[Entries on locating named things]
------------------------

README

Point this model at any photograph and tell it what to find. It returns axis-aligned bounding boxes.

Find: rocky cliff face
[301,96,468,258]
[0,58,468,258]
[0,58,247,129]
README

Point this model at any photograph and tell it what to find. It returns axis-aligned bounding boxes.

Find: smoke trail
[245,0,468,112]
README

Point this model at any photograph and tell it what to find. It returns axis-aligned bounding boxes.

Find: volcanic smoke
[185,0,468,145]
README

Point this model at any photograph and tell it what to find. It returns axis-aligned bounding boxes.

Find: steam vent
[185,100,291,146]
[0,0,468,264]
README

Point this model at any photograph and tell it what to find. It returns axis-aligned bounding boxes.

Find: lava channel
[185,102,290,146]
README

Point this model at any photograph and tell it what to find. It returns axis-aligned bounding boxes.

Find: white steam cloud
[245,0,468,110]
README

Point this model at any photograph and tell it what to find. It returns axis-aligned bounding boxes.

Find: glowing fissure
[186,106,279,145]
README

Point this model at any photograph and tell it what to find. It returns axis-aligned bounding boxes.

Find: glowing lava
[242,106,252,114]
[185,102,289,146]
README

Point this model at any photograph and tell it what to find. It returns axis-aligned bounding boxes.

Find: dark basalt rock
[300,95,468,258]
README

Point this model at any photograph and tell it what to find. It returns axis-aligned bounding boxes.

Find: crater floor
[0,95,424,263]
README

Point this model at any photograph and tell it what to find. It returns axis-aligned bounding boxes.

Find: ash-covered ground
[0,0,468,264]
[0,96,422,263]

------------------------

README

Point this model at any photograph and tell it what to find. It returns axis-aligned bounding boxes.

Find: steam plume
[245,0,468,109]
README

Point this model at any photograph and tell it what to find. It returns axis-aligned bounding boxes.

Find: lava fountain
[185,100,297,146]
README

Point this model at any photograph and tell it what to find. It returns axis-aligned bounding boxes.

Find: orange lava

------------------------

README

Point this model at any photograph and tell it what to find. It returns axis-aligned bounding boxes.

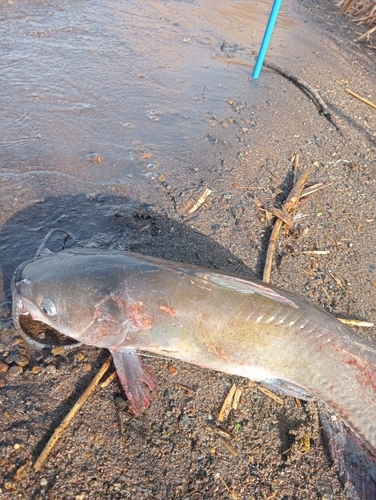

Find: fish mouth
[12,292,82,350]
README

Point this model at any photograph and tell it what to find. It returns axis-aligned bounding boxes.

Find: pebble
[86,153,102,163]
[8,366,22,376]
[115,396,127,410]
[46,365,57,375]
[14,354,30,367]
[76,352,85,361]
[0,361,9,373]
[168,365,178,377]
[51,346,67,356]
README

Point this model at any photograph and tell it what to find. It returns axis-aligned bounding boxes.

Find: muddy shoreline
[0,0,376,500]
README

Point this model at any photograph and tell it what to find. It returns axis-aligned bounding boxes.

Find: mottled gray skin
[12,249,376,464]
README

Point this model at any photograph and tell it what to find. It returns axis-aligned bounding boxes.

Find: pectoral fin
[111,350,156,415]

------------------------

## WHAT IS REQUIRED
Please go through the material and keep only the lines that contain the word "lava", copying each one unchanged.

## TASK ANSWER
Find: lava channel
Find: glowing lava
Find: lava fountain
Find: orange lava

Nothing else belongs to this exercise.